▶ ПРЕДОСТАВЛЕННЫЙ ТЕКСТ
▼

Читаем Постмодернизм, или Культурная логика позднего капитализма полностью

В то же время две рассмотренные нами версии, теологическая и диалектическая, в равной мере мошенничают, судя по всему, с настоящим и его мучительными решениями, сдвигая точку зрения к концам времен: теология отсчитывает все от начала, когда все уже было предсказано; диалектика «вылетает в полночь» и высказывается об исторической необходимости того, что уже случилось (если случилось так, а не иначе, причина в том, что так и должно было случиться). Но то, что должно было случиться, включало все формы индивидуальной агентности, а также убеждения агентов касательно их собственной свободы и эффективности. Есть одна история о кубинской революции, которую можно, наверное, рассказать, поставив с ног на голову: старая Кубинская компартия подключилась к событиям только на позднем этапе, повинуясь собственной оценке «объективной исторической возможности». Из этого можно извлечь простой урок касательно парализующего воздействия веры в историческую неизбежность и способности некоторых видов волюнтаризма, напротив, побуждать к действию. Однако в более широкой перспективе доказывалось[279], что, какова бы ни была непосредственная оценка и практическое решение партии в разгар событий, ее собственная работа среди кубинских рабочих в предшествующие десятилетия сыграла неоценимую роль в окончательной победе революции, за которую она сама не несла прямой ответственности. Создание революционной культуры и революционного сознания — в соответствии с метафорой Маркса о «кроте истории — является такой же формой агентности, как и завершающая борьба, но также оно само является частью объективных обстоятельств и исторических необходимостей, которые, если смотреть с более непосредственной точки зрения праксиса, представляются вообще несовместимыми с действием и агентностью.

Такие «философские решения», действующие, как мы отметили, за счет дифференциации несовместимых кодов и моделей (которые я попытался переформулировать в учение об уровнях в моей работе «Политическое бессознательное»), сами, разумеется, находятся в феноменальном мире, а потому могут превращаться в идеологическое алиби: вся наука является по необходимости также идеологией в одно и то же время, поскольку мы не можем не занимать позицию индивидуального субъекта там, где тщетно пытаемся выйти за пределы перспективы индивидуальной субъективности. Тем не менее предложенный тезис имеет очевидное значение для проблемы «новых социальных движений» и их отношения к капитализму, поскольку он создает возможность для активного политического участия и в то же время трезвого систематического реализма и наблюдения, а не какого-то бесплодного выбора между двумя этими вещами.

▲

▶ ОПИСАНИЕ ЗАДАЧИ
Перескажите короче абзац текста о постмодернизме, начинающийся словами «Такие „философские решения“», сохранив его основные положения.

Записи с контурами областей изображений
▼

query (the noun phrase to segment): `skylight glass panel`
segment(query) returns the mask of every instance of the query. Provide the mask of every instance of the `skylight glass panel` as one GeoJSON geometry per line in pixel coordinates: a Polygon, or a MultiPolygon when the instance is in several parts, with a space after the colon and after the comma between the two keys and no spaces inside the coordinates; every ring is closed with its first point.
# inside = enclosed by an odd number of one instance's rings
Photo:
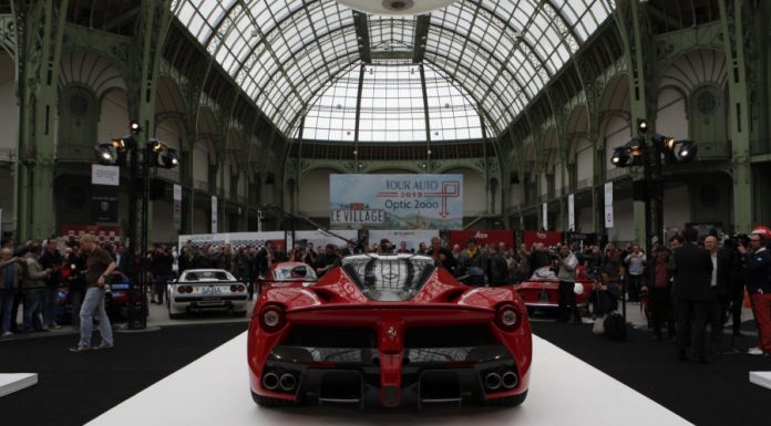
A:
{"type": "MultiPolygon", "coordinates": [[[[424,41],[426,73],[432,64],[439,64],[442,70],[436,72],[443,73],[448,84],[480,102],[491,120],[504,121],[494,123],[495,127],[505,127],[505,121],[518,115],[610,17],[611,8],[607,0],[459,1],[430,15],[424,41]]],[[[332,0],[179,0],[174,13],[285,133],[297,129],[296,115],[302,114],[309,102],[315,105],[342,80],[340,70],[353,72],[350,70],[358,70],[360,63],[353,12],[332,0]]],[[[412,50],[417,18],[370,15],[368,20],[373,52],[412,50]]],[[[407,66],[404,58],[400,61],[399,66],[407,66]]],[[[388,81],[395,80],[408,82],[403,90],[413,90],[405,74],[395,75],[377,84],[388,86],[388,81]]],[[[369,93],[383,100],[382,91],[369,93]]],[[[418,100],[422,103],[422,95],[418,100]]],[[[413,102],[397,89],[394,100],[386,105],[412,111],[413,102]]],[[[450,110],[461,111],[455,106],[450,110]]],[[[450,122],[470,123],[471,115],[459,114],[452,120],[443,116],[438,123],[444,128],[450,122]]],[[[402,118],[409,128],[399,131],[393,139],[407,141],[419,134],[423,134],[419,139],[425,138],[424,120],[421,127],[397,111],[370,120],[371,139],[383,134],[391,137],[381,124],[402,118]]],[[[350,124],[342,117],[327,124],[318,118],[306,122],[316,123],[319,135],[351,136],[349,131],[329,128],[350,124]]],[[[460,124],[442,137],[472,134],[460,129],[464,128],[460,124]]]]}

▲

▶ РЕЗУЛЬТАТ ВЫПОЛНЕНИЯ
«Философские решения» действуют за счет разграничения несовместимых кодов и моделей. В работе «Политическое бессознательное» это переформулировано как учение об уровнях. Сами эти решения находятся в феноменальном мире и поэтому могут стать идеологическим алиби. Всякая наука неизбежно одновременно является идеологией: пытаясь выйти за пределы индивидуальной субъективности, мы все равно занимаем позицию индивидуального субъекта. Тем не менее этот тезис важен для вопроса о «новых социальных движениях» и их отношении к капитализму. Он позволяет совмещать активное политическое участие с трезвым систематическим реализмом и наблюдением и не заставляет делать бесплодный выбор между ними.